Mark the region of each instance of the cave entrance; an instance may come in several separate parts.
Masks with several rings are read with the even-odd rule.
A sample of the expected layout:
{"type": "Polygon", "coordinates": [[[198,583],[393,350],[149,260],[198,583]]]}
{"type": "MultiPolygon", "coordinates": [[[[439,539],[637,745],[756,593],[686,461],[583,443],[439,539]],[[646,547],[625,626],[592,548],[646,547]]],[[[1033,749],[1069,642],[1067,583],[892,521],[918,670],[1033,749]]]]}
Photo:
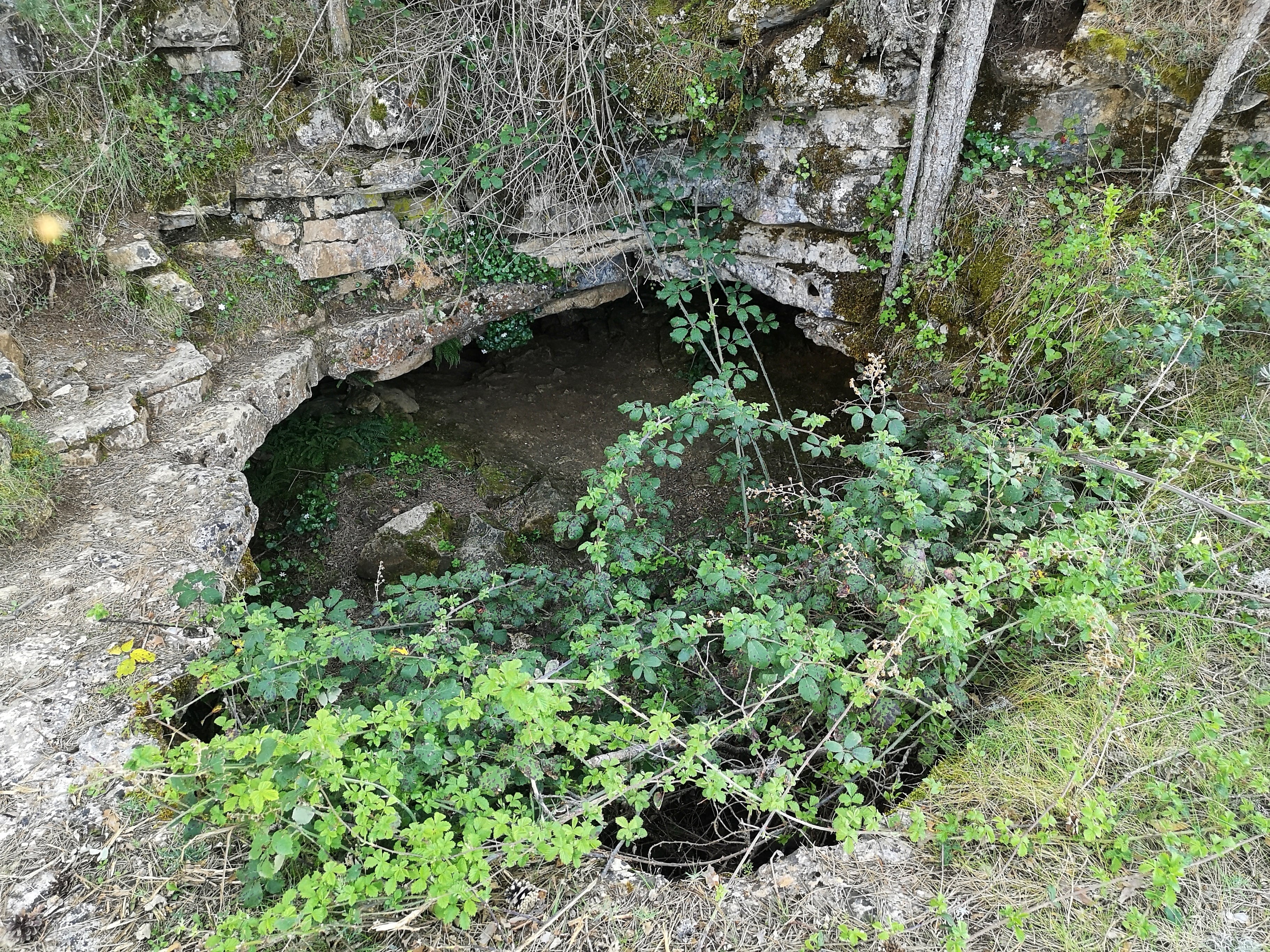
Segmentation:
{"type": "MultiPolygon", "coordinates": [[[[855,360],[810,343],[792,310],[756,298],[779,317],[771,334],[756,339],[782,410],[829,413],[850,399],[855,360]]],[[[671,316],[652,294],[630,294],[540,319],[532,339],[508,350],[478,339],[443,345],[428,364],[395,380],[324,380],[246,470],[260,508],[251,555],[264,594],[302,603],[335,588],[370,604],[377,585],[406,572],[389,564],[378,572],[368,543],[382,526],[427,503],[452,526],[438,557],[410,564],[415,570],[444,571],[478,557],[486,565],[578,561],[554,543],[551,524],[556,512],[573,508],[585,486],[582,473],[636,425],[617,407],[669,402],[709,371],[671,339],[671,316]]],[[[762,380],[743,396],[771,400],[762,380]]],[[[732,487],[706,475],[716,452],[706,437],[681,468],[657,473],[677,520],[725,515],[732,487]]],[[[765,447],[765,454],[773,480],[792,475],[782,446],[765,447]]]]}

....

*EXERCISE INSTRUCTIONS*: Give every line of the material above as a JSON list of strings, one string per line, with blank lines and the pictures left out.

*RIGHT ANSWER*:
[
  "Mark the region of each instance of the cave entrance; an instance may come in several separate parts.",
  "Masks with several rings are read with the even-odd rule.",
  "A sample of the expected layout:",
  "{\"type\": \"Polygon\", \"coordinates\": [[[198,583],[393,350],[149,260],[198,583]]]}",
  "{\"type\": \"MultiPolygon\", \"coordinates\": [[[[439,539],[637,745],[756,593],[686,461],[583,443],[439,539]],[[646,547],[625,626],[592,548],[646,547]]],[[[1033,749],[1069,642],[1067,583],[892,521],[918,670],[1033,749]]]]}",
  "Photo:",
  "Segmentation:",
  "{\"type\": \"MultiPolygon\", \"coordinates\": [[[[855,360],[810,343],[792,310],[756,298],[779,317],[771,334],[756,339],[782,410],[829,413],[850,399],[855,360]]],[[[671,316],[652,294],[630,294],[540,319],[532,339],[508,350],[478,339],[443,345],[428,364],[395,380],[324,380],[246,470],[260,508],[251,555],[264,594],[302,603],[335,588],[370,604],[377,585],[406,572],[389,564],[378,572],[368,543],[382,526],[427,503],[452,526],[438,557],[410,564],[415,570],[444,571],[478,557],[486,565],[578,561],[554,543],[551,524],[556,512],[573,508],[585,486],[582,473],[636,425],[617,407],[669,402],[709,371],[671,339],[671,316]]],[[[762,380],[743,396],[771,400],[762,380]]],[[[732,487],[706,475],[716,452],[706,437],[681,468],[657,473],[677,520],[725,515],[732,487]]],[[[765,447],[765,454],[773,480],[792,475],[782,446],[765,447]]]]}"
]